• PROBLEM TO WORK ON
Could you write out the material again from the line containing "Please point out the white glove, giving" through the end, replacing "Target" with "Label" and leaving everything else the same?

• EXTRACTED INFORMATION
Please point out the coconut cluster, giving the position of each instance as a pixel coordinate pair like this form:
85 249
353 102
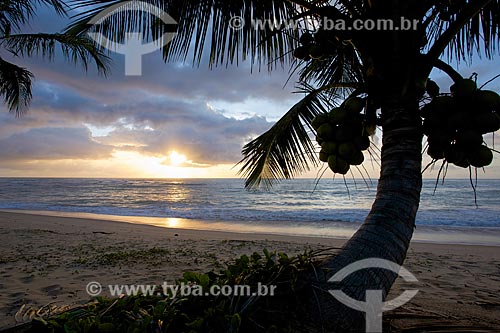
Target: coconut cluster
455 124
342 135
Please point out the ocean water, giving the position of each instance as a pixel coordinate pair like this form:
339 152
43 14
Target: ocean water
299 202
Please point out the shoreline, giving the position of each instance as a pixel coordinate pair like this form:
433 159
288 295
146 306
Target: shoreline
46 259
480 236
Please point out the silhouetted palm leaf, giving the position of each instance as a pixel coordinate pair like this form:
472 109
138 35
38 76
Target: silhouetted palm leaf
202 21
286 149
15 86
78 49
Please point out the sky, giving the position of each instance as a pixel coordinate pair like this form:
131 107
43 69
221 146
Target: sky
174 121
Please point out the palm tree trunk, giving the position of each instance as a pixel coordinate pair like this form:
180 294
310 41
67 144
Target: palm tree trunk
386 232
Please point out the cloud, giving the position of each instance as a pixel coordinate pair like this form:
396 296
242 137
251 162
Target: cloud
52 143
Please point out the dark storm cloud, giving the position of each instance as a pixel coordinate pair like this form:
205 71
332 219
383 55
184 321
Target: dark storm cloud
52 143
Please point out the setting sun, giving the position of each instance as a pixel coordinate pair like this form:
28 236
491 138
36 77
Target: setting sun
176 159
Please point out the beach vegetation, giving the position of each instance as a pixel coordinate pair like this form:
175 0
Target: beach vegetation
354 84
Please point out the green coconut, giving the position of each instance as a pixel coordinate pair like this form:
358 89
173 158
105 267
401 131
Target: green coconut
462 163
344 133
486 100
319 140
441 139
316 52
369 128
362 142
480 157
455 154
319 120
323 156
329 147
306 38
458 120
354 105
347 150
486 123
326 132
443 105
301 52
432 88
432 125
357 159
338 165
321 36
469 139
427 111
435 151
463 89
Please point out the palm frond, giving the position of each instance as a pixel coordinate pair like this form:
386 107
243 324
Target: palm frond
472 29
17 13
15 87
204 28
344 66
286 149
77 49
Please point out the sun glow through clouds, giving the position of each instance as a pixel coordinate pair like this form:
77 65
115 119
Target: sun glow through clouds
176 159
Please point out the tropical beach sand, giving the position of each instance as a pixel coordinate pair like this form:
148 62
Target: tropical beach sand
46 259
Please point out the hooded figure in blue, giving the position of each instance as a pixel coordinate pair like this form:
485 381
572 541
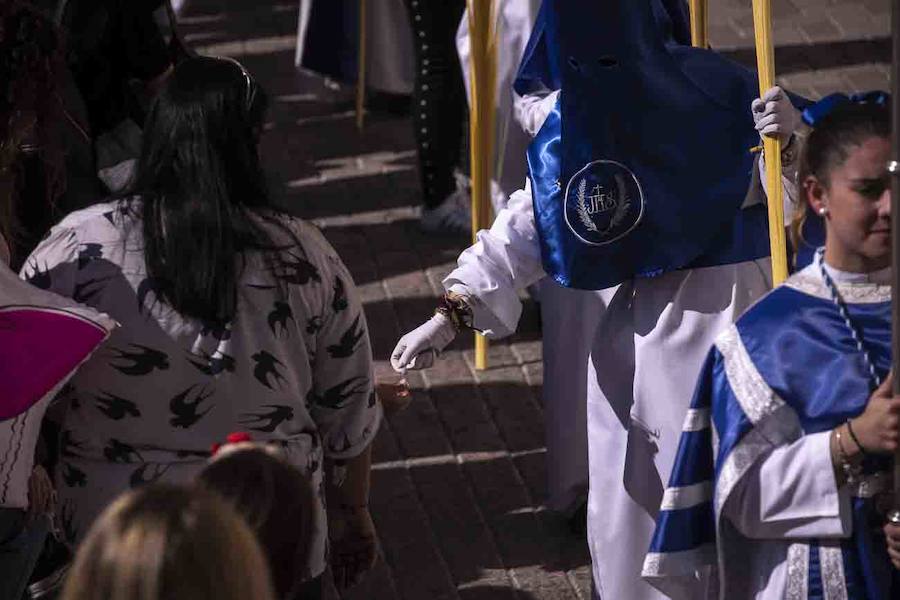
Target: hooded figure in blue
625 345
782 477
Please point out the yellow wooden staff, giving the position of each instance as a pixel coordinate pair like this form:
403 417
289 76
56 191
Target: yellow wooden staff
482 117
361 67
765 63
699 23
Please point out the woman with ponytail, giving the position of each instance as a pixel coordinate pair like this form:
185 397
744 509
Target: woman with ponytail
233 316
782 481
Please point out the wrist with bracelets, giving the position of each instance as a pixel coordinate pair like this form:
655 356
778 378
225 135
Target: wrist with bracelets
855 439
454 307
851 472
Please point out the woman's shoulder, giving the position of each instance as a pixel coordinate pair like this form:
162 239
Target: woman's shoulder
103 214
783 306
317 248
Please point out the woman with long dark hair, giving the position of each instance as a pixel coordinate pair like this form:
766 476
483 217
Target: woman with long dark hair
782 480
233 316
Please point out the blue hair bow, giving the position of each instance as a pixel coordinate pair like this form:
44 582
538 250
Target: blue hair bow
817 111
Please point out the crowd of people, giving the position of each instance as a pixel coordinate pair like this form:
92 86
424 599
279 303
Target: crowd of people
187 392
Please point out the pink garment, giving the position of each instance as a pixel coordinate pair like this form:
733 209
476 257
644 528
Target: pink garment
43 339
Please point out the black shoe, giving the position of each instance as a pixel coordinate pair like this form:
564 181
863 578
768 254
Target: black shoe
578 521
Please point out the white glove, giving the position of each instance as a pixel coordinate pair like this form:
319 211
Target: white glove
417 349
774 115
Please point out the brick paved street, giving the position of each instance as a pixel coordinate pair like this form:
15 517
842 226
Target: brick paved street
458 478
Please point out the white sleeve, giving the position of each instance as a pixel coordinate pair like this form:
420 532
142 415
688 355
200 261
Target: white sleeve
788 181
505 260
791 494
531 110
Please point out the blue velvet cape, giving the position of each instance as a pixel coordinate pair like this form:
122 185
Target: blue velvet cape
788 367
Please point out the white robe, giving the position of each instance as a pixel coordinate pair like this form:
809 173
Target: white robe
515 19
645 340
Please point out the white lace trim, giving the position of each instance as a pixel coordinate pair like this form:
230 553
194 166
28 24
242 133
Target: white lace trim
797 584
831 566
809 281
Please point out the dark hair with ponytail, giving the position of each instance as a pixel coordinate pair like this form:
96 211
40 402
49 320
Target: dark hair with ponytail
199 187
828 146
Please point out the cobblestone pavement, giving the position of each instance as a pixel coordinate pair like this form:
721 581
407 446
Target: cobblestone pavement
458 480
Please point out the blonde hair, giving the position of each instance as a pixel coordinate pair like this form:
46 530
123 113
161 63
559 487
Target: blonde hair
166 542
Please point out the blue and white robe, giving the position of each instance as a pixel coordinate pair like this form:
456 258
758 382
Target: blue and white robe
752 497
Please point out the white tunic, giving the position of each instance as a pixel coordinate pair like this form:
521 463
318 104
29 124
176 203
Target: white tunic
644 351
515 19
790 495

• EXERCISE RESULT
Please point out the white glove, giving the position of each instance as a pixel coordinate pair like this form:
319 211
Label: white glove
417 349
774 115
Please point out the brick paved street, giving the position of each instance as a pixel coordinate pair like this form:
15 517
842 226
Label: brick paved street
458 478
Please point out the white sleeve, giving the position of each instance as a pixel coordinate pair like this form:
420 532
142 415
688 355
200 261
Label: white sleeve
788 181
505 260
791 494
531 110
Please point out the blue velvet cape, giving the position of each instance as a pixel coordinate pair like this form:
122 185
Label: blue velvet cape
788 367
Please point out the white robe, giving the position of each instance as a pixel coordinate pair like this form:
809 173
Label: white robe
515 19
645 340
Please point out the white lace trim, giving the position of each instance as a pixel coordinate pair like this form:
230 553
194 166
28 24
242 133
Label: white lace trim
797 584
831 566
809 281
Please point out the dark hair with ponytail, giving the position of each instance as a pixel coordinate pair like this form:
96 211
40 402
49 320
Label: dark hair with ponytail
199 187
828 146
Please point out the cobblestone pavement, giving the position of each instance as a pixel coordinate pair like this form:
721 581
407 446
Label: cobblestone pavement
458 480
Please point out the blonde hair, giving the position of each instance as a pixel coordinate pair like this form:
46 530
123 113
161 63
559 487
Label: blonde hair
166 542
Please point out the blue and white robe, giving the position of each instance as a pixel coordinate pair like this form:
456 258
758 382
Label: blue and white robe
752 497
Please point out the white tunic, giving the position of each instance as a pixel coordinate pair like this form:
521 463
318 104
29 124
176 203
Label: white tunic
644 351
515 19
790 495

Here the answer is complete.